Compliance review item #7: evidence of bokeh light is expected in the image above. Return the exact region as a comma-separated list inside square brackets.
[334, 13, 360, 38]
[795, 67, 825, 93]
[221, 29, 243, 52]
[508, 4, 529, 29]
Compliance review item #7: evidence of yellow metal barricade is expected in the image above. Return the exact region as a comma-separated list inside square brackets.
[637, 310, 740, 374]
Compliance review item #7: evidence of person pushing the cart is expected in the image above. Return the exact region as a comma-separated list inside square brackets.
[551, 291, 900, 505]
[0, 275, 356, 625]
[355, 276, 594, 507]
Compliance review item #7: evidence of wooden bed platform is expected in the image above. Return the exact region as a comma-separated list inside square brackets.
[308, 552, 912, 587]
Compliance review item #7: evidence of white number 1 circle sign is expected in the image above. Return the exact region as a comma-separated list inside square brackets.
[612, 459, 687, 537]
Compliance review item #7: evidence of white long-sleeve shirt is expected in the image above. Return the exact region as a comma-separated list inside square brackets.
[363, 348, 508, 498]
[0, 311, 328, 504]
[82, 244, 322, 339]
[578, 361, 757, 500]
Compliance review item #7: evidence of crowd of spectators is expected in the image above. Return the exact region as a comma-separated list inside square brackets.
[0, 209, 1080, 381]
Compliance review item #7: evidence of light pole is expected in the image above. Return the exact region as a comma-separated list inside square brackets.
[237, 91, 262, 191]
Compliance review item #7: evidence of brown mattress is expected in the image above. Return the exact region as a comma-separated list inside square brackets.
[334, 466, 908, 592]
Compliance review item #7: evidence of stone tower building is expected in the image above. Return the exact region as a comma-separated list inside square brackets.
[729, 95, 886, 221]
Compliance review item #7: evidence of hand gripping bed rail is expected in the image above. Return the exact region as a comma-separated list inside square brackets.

GIVEN EXERCISE:
Convert the records into a Markdown table with the columns Row and Line. Begin at the line that contains "Compliance review item #7: evidence of white long-sleeve", stop after the line that contains "[237, 91, 262, 191]", number each line in order, and leave out blank lines.

OUTPUT FOR THIS TASK:
| Row | Line |
|---|---|
| 1 | Compliance review item #7: evidence of white long-sleeve shirt is expected in the image above. Return the exact region as a comma-separated list inside square brackets. |
| 2 | [363, 348, 508, 498] |
| 3 | [0, 311, 328, 504] |
| 4 | [82, 244, 322, 339] |
| 5 | [578, 361, 757, 500] |
| 6 | Compliance review item #7: evidence of crowd of spectators is expected in the image above. Return the exact region as a comma-separated list inside square brackets. |
| 7 | [0, 209, 1080, 381] |
| 8 | Compliance review item #7: evidence of light pole is expected in the image above. Return the exact region as a comma-separated list inside square brackets. |
| 9 | [237, 91, 262, 191] |